● TUGAS: Kumpulkan setiap baris dalam daftar di bawah yang memuat kata "item".

==================================================

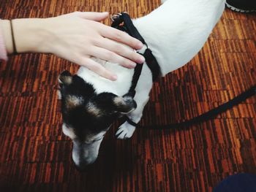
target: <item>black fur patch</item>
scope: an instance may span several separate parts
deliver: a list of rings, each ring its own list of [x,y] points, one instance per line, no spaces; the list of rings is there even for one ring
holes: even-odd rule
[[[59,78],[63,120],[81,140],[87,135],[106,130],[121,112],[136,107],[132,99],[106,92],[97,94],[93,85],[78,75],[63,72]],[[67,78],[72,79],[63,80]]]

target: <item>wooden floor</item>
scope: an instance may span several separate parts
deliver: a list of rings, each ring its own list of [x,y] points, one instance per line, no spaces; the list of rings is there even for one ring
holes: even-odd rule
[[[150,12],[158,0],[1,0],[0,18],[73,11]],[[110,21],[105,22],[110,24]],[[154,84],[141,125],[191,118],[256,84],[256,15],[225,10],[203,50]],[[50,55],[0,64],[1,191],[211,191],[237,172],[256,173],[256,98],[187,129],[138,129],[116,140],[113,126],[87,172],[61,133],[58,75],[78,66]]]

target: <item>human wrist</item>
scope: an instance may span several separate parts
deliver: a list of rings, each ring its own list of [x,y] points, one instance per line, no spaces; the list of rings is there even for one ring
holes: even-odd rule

==================================================

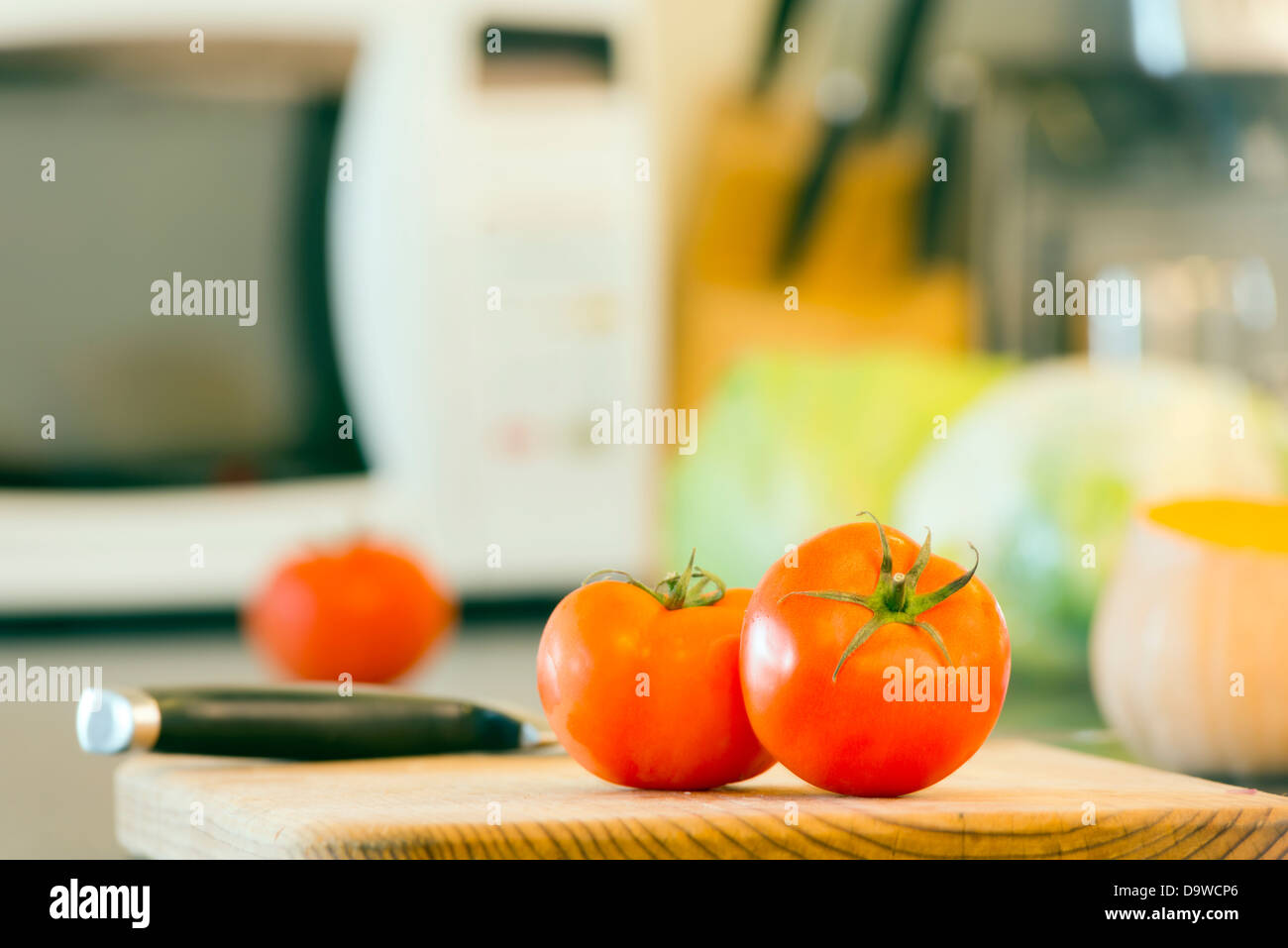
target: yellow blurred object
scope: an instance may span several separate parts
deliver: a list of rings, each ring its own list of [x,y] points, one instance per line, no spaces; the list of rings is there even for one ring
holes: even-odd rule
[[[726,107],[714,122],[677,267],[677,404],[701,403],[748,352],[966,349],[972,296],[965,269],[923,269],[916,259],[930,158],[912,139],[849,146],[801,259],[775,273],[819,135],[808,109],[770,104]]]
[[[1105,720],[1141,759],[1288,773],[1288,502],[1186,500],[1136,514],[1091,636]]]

==================================================

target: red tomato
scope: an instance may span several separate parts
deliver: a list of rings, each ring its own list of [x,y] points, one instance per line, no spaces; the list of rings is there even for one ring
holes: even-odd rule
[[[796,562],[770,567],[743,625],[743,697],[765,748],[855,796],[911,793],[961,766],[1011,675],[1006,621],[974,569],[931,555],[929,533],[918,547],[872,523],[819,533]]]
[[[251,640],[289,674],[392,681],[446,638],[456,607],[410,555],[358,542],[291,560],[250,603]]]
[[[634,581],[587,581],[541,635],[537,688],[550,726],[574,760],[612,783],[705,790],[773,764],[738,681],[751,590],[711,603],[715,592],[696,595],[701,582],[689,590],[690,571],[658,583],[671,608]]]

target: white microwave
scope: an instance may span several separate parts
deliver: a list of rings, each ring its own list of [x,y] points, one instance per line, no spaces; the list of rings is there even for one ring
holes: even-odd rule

==================================================

● JAWABAN:
target: <item>black fur patch</item>
target: <item>wooden floor</item>
target: <item>human wrist</item>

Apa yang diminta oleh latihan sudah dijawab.